(GIVEN ENTRIES)
⁂

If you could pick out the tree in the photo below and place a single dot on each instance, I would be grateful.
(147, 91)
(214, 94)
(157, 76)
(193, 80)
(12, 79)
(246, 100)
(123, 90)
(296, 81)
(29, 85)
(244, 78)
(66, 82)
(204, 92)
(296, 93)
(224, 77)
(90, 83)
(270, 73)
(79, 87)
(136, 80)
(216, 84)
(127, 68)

⁂

(WORK REQUIRED) Print the data in full. Match it exactly.

(ANSWER BOX)
If you could pick out the tree in the photo below and place a single dot on each instance, I would be grateful.
(147, 91)
(214, 94)
(157, 76)
(193, 80)
(12, 79)
(246, 100)
(123, 90)
(296, 81)
(29, 85)
(244, 78)
(66, 82)
(204, 92)
(296, 93)
(224, 77)
(90, 83)
(270, 73)
(79, 87)
(136, 80)
(216, 84)
(127, 68)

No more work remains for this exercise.